### EXCERPT
Technology Rings Up the World: New communications services bring social, political changes.
John M. Eger, The San Diego Union-Tribune, June 14, 1992

Capitalism is in triumph. Everywhere in the world state-run telephone monopolies are being privatized and commercialized, and new communications services are being offered by a growing number of suppliers. Even in the former Soviet Union and Eastern Bloc countries there is an understanding that robust telecommunications infrastructures are essential ingredients to national wealth and individual well-being . . . and marketplace economics are fast replacing the heavy hand of demand economies.

Among participants in BusinessWeek Magazine's third annual symposium on "The Future of World Telecommunications" held recently in New York, the mood was decidedly upbeat. For the global corporation, vitally dependent upon the free, relatively unfettered flow of information in the world, the idea of tying together its far-flung subsidiaries, suppliers and consumers in a borderless world of communications, was tidal wave of good news.

But the sense that what we were talking about represented just the first wave of change, with much more change and disorder to follow, was pervasive. For what we are dealing with is a technology involving social and political change on a scale and at a speed never before experienced by human beings or their institutions.

Thanks to a vast and complex network of underseas cables, satellites orbiting the earth, as well as readily available and affordable receiving and sending equipment, the world is now drawn together by an electronic nerve system -- carrying news, money, data and information almost anywhere in the world in microseconds.

This steady stream of news and information is increasing at an unparalleled rate. As Al Sikes, chairman of the Federal Communications Commission only half jokingly put it, "the Cold War is over and television won."

Yes, the Cold War is over, but one of the intriguing, perhaps ironic facts of world peace is the obvious and troubling presence of national, racial, ethnic and religious bias. As Harvard sociologist Daniel Bell observed at last year's conference, "in almost every political arena in the world you'll find factors of disintegration. In Northern Ireland it is religious, in Canada it is linguistic . . . and in Nigeria it is tribal. These follow the fault lines of history and culture and therefore express themselves in these ways. If you look around the world . . . you find a situation in which loss of control and pressures for protection begin to multiply, so there is a sudden growth of bilateralism and pressures for multilateralism."
######
### EXTRACTED INFORMATION
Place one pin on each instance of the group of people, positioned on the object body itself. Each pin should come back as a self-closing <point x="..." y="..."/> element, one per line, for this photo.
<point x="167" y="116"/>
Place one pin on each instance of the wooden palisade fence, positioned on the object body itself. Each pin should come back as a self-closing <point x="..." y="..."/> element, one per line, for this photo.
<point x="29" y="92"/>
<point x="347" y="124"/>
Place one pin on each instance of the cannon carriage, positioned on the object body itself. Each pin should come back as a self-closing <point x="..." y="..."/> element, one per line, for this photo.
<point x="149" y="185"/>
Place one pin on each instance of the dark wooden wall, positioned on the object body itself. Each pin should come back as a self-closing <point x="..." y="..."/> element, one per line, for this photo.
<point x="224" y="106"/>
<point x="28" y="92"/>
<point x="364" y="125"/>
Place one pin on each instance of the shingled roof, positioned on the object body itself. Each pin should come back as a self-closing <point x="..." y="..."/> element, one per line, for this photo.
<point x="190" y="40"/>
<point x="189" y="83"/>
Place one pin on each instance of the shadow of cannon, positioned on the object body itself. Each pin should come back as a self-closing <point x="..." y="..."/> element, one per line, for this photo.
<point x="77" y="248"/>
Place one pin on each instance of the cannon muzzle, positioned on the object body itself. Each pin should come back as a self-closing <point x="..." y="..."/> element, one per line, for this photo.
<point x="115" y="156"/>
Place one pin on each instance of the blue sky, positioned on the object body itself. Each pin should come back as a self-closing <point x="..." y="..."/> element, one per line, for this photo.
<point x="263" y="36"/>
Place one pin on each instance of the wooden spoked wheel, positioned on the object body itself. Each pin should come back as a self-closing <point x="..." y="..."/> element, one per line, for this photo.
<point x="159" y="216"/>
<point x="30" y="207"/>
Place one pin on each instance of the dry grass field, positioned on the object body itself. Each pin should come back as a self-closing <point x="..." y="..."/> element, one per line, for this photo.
######
### [BRIEF 1]
In the telecommunications article, who said that "the Cold War is over and television won"?
### [BRIEF 2]
List every kind of bias that the telecommunications article says is obviously present despite world peace.
### [BRIEF 3]
Output the telecommunications article word for word, beginning at the words "But the sense" and ending after "or their institutions.".

### [EXPECTED ANSWER 1]
Al Sikes, chairman of the Federal Communications Commission.

### [EXPECTED ANSWER 2]
National, racial, ethnic, religious

### [EXPECTED ANSWER 3]
But the sense that what we were talking about represented just the first wave of change, with much more change and disorder to follow, was pervasive. For what we are dealing with is a technology involving social and political change on a scale and at a speed never before experienced by human beings or their institutions.